▶ **WRITTEN PROBLEM**: Can you copy out the records below verbatim, beginning at the line that contains "Task: the pointer indicates each instance of the trekking" and stopping after the line that contains "[[276, 221]]"?

▶ **DATASET RECORDS**:
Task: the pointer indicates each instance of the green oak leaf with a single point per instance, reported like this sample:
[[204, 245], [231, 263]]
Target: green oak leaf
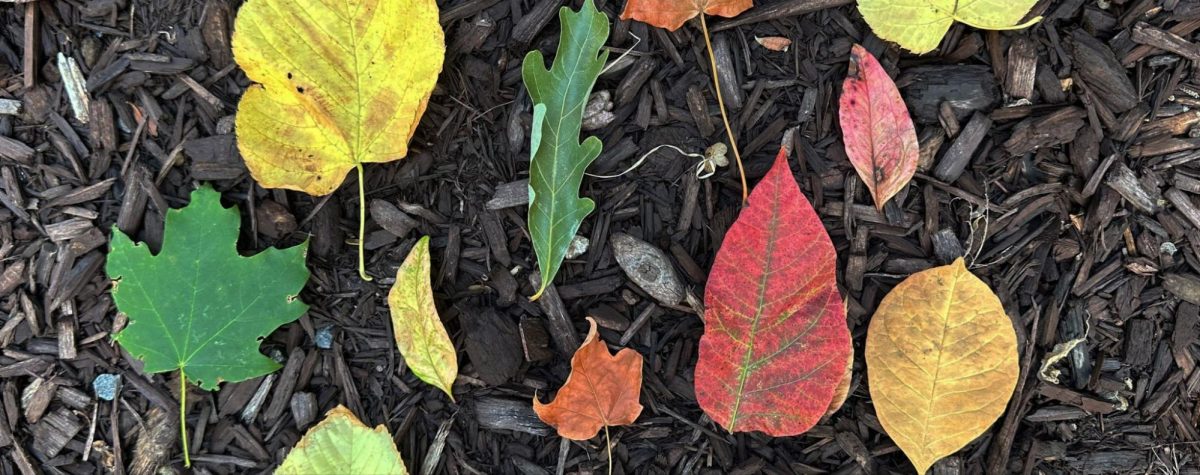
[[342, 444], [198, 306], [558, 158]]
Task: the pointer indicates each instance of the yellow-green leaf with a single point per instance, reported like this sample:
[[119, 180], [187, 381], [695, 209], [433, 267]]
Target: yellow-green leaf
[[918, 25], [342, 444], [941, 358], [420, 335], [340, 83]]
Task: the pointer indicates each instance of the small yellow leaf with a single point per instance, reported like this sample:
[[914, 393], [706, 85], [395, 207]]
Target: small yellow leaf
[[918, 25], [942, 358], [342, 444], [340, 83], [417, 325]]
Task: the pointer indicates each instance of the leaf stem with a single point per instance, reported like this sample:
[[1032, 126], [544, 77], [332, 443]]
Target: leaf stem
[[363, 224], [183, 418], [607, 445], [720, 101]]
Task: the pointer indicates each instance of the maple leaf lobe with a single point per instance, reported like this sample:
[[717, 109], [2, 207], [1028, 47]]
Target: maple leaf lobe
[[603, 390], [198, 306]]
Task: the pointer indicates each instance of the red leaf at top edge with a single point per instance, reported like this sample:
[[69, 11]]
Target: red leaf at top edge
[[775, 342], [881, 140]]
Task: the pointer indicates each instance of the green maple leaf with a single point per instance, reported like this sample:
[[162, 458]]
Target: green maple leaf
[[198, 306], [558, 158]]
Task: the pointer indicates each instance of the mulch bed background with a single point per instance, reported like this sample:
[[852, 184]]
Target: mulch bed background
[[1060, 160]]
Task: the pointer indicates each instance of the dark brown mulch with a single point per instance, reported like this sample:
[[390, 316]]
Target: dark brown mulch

...

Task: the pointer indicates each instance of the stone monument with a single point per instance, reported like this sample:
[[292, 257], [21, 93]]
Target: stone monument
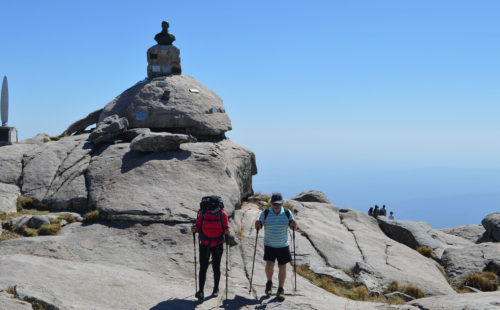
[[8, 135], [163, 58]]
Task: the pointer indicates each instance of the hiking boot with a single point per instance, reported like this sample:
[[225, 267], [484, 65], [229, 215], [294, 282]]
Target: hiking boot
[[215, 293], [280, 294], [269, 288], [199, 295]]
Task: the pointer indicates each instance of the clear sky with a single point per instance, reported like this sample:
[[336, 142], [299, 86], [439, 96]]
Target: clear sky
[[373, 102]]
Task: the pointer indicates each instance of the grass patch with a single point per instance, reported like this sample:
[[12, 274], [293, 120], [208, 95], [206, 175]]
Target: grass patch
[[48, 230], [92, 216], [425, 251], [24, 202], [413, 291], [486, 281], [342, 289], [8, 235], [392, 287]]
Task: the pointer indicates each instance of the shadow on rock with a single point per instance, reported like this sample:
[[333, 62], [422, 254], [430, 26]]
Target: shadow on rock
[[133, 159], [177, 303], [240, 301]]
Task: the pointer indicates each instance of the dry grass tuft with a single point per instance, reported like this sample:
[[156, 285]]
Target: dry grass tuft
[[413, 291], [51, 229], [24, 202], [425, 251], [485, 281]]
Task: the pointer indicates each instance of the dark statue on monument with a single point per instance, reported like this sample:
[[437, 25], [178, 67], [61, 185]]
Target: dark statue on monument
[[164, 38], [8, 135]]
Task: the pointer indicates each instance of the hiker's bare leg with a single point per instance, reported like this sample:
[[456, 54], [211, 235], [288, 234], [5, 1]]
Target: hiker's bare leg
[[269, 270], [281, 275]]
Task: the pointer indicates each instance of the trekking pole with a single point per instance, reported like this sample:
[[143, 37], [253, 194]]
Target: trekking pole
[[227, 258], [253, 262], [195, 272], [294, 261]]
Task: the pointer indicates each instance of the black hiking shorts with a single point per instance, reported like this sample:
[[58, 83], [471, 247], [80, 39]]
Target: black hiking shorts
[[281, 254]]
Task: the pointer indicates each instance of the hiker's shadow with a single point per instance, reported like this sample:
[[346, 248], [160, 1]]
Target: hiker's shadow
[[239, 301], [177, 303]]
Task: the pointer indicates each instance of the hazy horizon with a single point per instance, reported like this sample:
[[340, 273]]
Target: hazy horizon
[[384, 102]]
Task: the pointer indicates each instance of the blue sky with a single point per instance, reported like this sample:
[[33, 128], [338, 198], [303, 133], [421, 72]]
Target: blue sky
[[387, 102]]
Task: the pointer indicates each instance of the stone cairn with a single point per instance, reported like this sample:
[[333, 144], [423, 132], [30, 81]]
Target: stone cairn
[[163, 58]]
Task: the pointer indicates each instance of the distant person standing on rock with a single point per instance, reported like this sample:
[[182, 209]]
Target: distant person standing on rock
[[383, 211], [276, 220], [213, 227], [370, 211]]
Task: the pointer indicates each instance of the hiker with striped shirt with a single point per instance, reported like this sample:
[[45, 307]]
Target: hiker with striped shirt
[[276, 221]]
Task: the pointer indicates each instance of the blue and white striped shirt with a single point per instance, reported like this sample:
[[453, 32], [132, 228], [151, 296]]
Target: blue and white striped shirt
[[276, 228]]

--

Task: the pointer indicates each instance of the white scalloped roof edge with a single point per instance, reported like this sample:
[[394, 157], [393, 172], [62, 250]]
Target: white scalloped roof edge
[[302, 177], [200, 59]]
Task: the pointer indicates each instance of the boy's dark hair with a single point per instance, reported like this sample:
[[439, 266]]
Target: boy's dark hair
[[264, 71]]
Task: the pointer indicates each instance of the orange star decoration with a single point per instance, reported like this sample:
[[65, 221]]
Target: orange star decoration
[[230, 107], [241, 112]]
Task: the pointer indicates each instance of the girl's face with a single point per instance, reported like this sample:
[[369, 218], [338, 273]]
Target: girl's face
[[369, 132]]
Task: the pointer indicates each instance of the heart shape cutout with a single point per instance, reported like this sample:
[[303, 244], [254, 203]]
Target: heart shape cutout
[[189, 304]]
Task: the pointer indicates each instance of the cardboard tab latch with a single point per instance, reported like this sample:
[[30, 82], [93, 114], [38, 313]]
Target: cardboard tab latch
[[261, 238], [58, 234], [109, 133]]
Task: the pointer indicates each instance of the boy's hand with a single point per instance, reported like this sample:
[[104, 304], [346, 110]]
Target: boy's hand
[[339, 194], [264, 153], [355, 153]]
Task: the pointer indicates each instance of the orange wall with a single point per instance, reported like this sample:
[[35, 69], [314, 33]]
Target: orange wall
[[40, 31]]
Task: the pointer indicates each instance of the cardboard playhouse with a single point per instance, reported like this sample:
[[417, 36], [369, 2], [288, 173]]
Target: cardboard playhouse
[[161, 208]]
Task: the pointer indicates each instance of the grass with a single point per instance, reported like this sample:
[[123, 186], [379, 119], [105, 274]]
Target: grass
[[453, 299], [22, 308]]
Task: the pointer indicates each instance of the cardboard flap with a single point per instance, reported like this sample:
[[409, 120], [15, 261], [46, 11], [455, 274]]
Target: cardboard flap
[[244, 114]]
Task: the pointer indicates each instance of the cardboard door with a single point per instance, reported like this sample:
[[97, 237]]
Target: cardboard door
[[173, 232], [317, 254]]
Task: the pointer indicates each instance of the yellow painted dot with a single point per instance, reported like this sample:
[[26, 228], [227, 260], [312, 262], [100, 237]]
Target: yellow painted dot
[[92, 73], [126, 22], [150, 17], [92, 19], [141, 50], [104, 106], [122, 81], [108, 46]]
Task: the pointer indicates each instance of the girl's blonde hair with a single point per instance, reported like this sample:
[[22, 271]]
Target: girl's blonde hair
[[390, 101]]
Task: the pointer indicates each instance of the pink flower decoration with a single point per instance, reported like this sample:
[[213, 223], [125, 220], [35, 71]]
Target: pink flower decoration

▶ **EXERCISE OUTPUT**:
Task: the pointer indicates each instance of the trekking pole with a single point per instance, reported like this sample:
[[143, 37], [253, 194]]
Target: trekking pole
[[227, 258], [253, 262], [195, 272], [294, 261]]
Task: the pointer indicates each instance of the black hiking shorts with a single point per instance, reported like this sample:
[[58, 83], [471, 247], [80, 39]]
Target: black hiking shorts
[[281, 254]]
Task: the pointer indicates each instance of the hiker's shadow with a single point per instance, reported like this sample:
[[346, 248], [160, 1]]
Target: hiker's shadow
[[239, 301], [177, 303]]
Task: the pointer indicates each instance of the hazy horizon with a single point per instance, reported like this sample:
[[340, 273]]
Target: hazy horizon
[[384, 102]]
Task: the pointer indicates each instance of the blue sky with a single point per instance, reported like this sample:
[[33, 128], [338, 198], [303, 133], [421, 72]]
Target: blue sky
[[387, 102]]
Task: the pointer indicates each instance of the stone cairn with a single point per instance, reported like this sample:
[[333, 144], [423, 132], [30, 81]]
Target: stone cairn
[[163, 58]]
Task: the pointer indicates each instance of the distant person standing on rock with a single point per instance, reported like this sample:
[[182, 209]]
Target: distant person standing on rock
[[383, 211], [276, 220], [213, 227], [370, 211]]
Task: the pointer indicates each instance of the hiker with striped shirt with a single point per instance, reported like this sample:
[[45, 307]]
Target: hiker with striped shirt
[[276, 221]]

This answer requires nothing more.